-- SELECTED PASSAGE follows --
3. Start With Stagnant Water

The first step is to get rid of the stagnant water from the dishwasher. You can use a dry towel for this. 

Simply use the towel to wipe off the water and wring it over a bucket to release the dirty water. This is an important step that will help you locate the actual clogged lines better. You probably won’t like having to touch the dirty water every time you put your hand inside the machine. Getting rid of the water should be your priority to avoid more of a mess.

5 Step Guide on How to Unclog a Dishwasher

4. Inspect The Drain Hose

The drain hose is the connecting pipe that joins your dishwasher to the garbage disposal.

To inspect it, you’ll need to disconnect it from the system first. Grab a pair of pliers to pull off the clamps holding it together. Once the clamps are off, you can slowly pull it out.  

Before doing that, make sure you place a bucket under the hose to collect the remaining water from it and prevent a mess on your floors.

Once you have it in your hand, start unclogging the hose with a commercial declogger. If you don’t have one at the moment, you can also use a simple long stick or anything long and slim enough to enter and unclog the hose.

5. Check The Dishwasher Drain

Unclogging the dishwasher drain is the final step. The drain is located at the bottom of the machine and is generally characterized by a basket shape. You’ll need a pair of screwdrivers to remove it from the system and use a commercial declogger to remove the debris blocking the drainage. 

This last step should be enough to get the drainage of your dishwasher back on track. However, if the issue persists, the problem is probably internal, and you’ll need to call a licensed plumber.

How to Prevent Your Dishwasher From Clogging

It’s clear that unclogging a dishwasher is an easy, yet tedious, task. That said, you’ll probably want to prevent clogged drains in the first place. Here are a few precautions you can follow to prevent your dishwasher from stagnating water. 

1. Clean The Dishes Before Loading

You don’t need to wash the dishes thoroughly. After all, that’s your dishwasher’s job. However, before loading the dishes into the machine, keep them under running water for a few seconds to wash off the larger food remnants that can block the hose or drain. 

2. Have a Consistent Cleaning Routine

A consistent maintenance and cleaning routine is essential for every device. The same goes for your dishwashers. After every cleaning session, take a look into the machine and remove solid debris that can clog the pores of the appliance.
-- SELECTED PASSAGE concluded --
-- MATERIAL SUPPLIED follows --
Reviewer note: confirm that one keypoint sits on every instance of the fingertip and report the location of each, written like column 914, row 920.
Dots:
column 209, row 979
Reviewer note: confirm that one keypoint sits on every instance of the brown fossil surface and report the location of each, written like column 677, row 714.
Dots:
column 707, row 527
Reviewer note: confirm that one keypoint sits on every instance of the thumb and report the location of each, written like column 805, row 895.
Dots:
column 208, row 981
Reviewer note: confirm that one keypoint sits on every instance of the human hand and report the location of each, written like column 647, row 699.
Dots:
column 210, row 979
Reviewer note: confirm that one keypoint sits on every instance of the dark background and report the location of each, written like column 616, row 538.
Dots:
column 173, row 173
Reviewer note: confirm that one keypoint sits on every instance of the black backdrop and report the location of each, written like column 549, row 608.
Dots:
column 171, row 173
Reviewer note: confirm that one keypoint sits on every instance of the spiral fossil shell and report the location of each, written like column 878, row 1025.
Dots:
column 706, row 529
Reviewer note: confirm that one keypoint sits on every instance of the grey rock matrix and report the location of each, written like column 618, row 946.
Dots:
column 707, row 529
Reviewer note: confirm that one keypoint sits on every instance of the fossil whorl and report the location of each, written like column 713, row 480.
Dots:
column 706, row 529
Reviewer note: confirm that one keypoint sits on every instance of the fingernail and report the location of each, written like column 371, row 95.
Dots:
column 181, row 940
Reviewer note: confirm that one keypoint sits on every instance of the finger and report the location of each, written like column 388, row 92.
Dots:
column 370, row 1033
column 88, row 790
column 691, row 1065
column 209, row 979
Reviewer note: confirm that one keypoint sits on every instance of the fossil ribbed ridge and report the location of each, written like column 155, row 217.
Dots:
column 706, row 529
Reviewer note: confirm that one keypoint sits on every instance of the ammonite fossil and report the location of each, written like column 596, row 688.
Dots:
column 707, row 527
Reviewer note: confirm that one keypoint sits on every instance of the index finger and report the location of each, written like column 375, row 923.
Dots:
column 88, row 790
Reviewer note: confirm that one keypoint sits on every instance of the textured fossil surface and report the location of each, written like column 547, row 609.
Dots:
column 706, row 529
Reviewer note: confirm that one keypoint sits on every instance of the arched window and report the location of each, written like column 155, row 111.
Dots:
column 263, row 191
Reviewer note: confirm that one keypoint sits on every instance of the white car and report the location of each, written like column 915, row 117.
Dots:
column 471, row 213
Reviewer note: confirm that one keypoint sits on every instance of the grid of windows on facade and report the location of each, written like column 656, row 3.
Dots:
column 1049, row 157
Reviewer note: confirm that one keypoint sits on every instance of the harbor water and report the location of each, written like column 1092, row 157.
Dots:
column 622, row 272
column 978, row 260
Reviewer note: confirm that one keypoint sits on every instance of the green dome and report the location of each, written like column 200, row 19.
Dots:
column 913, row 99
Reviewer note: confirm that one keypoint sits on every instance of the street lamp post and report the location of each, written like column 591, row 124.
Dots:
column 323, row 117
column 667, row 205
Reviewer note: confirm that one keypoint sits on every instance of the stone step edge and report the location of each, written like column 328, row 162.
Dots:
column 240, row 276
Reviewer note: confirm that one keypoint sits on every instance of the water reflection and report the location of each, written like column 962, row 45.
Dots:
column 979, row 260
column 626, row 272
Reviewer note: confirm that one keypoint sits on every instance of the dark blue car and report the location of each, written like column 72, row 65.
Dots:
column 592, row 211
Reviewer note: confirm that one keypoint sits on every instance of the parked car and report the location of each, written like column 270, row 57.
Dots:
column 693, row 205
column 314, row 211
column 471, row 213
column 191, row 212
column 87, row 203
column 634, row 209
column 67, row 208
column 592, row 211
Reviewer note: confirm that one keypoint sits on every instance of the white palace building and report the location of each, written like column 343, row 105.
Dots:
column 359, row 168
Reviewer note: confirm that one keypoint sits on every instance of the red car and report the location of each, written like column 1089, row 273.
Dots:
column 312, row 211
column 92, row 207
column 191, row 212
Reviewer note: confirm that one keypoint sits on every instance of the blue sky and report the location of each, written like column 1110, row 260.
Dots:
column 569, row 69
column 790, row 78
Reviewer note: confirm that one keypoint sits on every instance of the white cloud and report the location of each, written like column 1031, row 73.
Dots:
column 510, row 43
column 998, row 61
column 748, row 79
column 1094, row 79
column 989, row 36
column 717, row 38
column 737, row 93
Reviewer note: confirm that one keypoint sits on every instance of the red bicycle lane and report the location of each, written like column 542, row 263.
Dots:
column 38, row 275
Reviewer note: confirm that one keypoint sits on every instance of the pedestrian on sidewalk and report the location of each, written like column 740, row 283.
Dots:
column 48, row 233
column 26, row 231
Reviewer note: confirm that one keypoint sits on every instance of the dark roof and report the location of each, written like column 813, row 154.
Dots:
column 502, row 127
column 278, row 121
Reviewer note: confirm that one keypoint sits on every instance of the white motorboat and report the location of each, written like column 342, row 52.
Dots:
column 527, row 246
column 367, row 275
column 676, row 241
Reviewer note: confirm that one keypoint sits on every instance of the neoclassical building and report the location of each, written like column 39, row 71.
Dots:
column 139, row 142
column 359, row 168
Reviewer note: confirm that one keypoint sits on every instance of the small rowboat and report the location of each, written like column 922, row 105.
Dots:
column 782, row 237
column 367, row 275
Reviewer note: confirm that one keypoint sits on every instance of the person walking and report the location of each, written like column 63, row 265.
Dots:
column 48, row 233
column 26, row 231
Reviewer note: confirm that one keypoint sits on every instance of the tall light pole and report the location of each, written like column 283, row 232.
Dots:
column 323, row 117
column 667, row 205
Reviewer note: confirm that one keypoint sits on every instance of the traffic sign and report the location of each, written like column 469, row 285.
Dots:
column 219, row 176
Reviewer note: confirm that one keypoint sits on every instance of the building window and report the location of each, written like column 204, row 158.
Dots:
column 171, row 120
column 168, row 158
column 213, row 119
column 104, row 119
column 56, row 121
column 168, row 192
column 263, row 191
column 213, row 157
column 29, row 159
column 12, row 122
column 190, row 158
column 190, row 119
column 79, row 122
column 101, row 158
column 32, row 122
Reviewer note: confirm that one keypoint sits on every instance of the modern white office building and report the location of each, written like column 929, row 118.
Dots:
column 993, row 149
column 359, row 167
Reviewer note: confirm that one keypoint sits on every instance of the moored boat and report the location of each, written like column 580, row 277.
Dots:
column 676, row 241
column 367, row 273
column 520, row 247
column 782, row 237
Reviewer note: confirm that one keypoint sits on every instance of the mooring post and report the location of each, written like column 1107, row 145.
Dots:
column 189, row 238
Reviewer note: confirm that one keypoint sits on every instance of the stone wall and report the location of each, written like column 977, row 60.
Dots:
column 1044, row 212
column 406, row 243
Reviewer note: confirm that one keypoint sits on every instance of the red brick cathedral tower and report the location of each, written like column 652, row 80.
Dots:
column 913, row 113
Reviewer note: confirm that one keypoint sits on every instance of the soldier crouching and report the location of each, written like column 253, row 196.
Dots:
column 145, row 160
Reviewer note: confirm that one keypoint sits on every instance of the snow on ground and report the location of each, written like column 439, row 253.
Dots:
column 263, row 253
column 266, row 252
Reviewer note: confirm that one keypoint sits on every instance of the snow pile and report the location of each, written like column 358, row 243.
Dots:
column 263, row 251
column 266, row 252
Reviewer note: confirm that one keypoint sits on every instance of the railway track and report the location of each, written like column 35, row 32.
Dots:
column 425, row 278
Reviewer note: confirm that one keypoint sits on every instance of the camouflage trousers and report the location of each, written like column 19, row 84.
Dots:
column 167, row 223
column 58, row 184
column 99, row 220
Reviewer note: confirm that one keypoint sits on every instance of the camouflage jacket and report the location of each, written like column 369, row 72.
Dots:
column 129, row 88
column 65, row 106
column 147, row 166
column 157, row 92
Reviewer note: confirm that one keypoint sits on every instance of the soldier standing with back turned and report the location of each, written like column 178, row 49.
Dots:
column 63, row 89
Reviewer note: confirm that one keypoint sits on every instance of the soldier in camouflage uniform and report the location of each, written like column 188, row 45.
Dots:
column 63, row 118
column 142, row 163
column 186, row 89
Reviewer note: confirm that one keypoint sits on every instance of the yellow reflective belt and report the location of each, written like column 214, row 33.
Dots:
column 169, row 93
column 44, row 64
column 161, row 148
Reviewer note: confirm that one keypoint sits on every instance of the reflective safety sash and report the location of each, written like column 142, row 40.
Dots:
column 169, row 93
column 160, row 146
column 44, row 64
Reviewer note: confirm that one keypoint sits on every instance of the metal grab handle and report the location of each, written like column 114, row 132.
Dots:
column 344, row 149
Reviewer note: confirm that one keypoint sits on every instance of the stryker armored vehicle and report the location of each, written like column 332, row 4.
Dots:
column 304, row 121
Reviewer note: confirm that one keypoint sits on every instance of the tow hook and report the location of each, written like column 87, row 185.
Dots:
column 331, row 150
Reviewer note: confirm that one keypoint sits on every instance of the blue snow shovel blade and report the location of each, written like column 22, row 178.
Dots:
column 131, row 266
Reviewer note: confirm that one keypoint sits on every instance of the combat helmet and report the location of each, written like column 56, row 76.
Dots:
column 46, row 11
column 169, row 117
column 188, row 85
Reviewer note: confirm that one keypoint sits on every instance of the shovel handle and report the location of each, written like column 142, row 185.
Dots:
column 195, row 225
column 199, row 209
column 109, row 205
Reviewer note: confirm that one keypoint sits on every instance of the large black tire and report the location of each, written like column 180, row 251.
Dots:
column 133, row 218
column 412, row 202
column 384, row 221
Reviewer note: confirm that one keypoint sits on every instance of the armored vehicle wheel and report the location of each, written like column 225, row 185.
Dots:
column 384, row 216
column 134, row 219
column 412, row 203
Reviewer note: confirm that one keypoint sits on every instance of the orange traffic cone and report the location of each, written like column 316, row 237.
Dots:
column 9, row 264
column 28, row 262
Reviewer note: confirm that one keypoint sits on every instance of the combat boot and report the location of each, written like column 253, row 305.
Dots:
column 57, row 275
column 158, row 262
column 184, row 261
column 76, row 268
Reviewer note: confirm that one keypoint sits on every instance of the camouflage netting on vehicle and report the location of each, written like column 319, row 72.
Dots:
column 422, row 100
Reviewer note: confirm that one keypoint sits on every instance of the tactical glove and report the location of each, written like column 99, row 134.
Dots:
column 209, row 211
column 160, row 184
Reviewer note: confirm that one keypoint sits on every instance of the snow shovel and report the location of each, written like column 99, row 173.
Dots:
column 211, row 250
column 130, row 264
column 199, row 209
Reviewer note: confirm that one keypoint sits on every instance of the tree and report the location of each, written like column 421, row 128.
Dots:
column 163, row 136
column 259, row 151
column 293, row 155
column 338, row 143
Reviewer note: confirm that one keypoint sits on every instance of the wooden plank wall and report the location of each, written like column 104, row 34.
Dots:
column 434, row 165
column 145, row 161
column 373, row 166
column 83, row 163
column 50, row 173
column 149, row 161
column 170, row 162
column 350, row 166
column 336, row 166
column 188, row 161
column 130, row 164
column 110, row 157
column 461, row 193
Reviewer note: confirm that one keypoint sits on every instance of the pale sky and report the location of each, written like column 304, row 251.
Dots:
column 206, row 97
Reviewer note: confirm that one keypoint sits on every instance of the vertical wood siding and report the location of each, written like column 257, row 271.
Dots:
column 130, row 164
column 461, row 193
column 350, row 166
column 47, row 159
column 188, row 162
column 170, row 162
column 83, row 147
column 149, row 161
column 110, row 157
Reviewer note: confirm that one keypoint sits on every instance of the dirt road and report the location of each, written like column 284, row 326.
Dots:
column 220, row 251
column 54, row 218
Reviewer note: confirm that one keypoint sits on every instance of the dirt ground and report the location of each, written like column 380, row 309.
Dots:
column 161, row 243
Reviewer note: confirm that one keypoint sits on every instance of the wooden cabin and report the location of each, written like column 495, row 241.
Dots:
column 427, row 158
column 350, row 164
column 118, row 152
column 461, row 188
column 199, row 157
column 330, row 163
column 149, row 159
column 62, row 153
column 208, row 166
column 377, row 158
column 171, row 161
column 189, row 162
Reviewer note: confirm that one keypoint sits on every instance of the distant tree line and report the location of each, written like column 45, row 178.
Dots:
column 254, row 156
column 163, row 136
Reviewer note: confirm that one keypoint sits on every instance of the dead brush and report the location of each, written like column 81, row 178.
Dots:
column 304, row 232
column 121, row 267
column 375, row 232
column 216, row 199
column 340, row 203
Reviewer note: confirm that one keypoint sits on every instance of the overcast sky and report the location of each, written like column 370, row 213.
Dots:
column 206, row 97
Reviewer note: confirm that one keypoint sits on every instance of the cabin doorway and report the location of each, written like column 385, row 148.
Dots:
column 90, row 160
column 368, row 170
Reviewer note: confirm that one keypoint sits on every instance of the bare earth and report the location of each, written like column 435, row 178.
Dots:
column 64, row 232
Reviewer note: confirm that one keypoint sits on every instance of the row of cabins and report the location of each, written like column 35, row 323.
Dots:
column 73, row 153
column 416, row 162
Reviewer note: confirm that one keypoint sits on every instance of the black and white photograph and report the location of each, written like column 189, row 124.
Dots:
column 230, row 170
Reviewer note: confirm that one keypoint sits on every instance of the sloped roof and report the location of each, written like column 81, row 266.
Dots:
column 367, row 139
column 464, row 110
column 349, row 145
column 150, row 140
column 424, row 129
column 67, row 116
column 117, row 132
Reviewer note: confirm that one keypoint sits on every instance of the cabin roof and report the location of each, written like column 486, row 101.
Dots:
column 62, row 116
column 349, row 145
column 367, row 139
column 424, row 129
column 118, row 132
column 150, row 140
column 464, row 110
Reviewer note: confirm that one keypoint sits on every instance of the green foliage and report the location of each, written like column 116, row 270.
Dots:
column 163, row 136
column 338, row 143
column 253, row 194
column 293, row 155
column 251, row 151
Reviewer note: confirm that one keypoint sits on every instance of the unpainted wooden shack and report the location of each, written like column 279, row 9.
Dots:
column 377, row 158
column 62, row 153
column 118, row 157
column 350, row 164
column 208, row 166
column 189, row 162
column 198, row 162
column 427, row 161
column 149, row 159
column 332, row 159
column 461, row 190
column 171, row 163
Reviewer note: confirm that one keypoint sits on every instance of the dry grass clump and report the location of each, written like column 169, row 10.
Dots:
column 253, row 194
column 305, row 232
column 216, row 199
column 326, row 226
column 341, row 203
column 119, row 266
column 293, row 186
-- MATERIAL SUPPLIED concluded --
## WORK INSTRUCTION 1
Give every numbered heading in the dishwasher guide, with its number.
## WORK INSTRUCTION 2
Continue the dishwasher guide from its last sentence.

## EXPECTED OUTPUT 1
3. Start With Stagnant Water
4. Inspect The Drain Hose
5. Check The Dishwasher Drain
1. Clean The Dishes Before Loading
2. Have a Consistent Cleaning Routine

## EXPECTED OUTPUT 2
A simple way to keep your dishwasher clean is by pouring vinegar into the machine. The vinegar will automatically clean up all the clogs and take the debris down with it as it passes through the hose. 

3. Reduce Mineral Deposits

Mineral buildup is a very common cause of clogged drains and hoses, especially in households with hard water. In this case, you could be doing your best to keep the dishwasher clean, yet over the years, the excess minerals from the water will leave remnants on the system, causing it to clog eventually.  

The only solution here is to install a quality water filtration system that will effectively remove the excess mineral concentration from your water lines. After all, hard water isn’t only unsuitable for your dishwasher but will also hamper several other daily household chores. 

4. Empty The Filter Basket Periodically

The filter basket in your dishwasher is the component that keeps the food particles from your dishes from entering the drain. Under general circumstances, water quickly passes through the filter at an average pace. 

However, you’re required to empty the basket from time to time to prevent excessive build-up. If the basket is too congested, water will be unable to pass through and instead will form a pool right above the filtration basket. 

Final Thoughts 

Regardless of the precautions you follow, dishwasher clogging is sometimes inevitable. All that you can do is reduce the extent and frequency by learning how to unclog a dishwasher. 

However, despite all your efforts, if the machine keeps clogging now and then, the problem is definitely beyond your expertise. In this case, seeking professional expertise will be your best bet.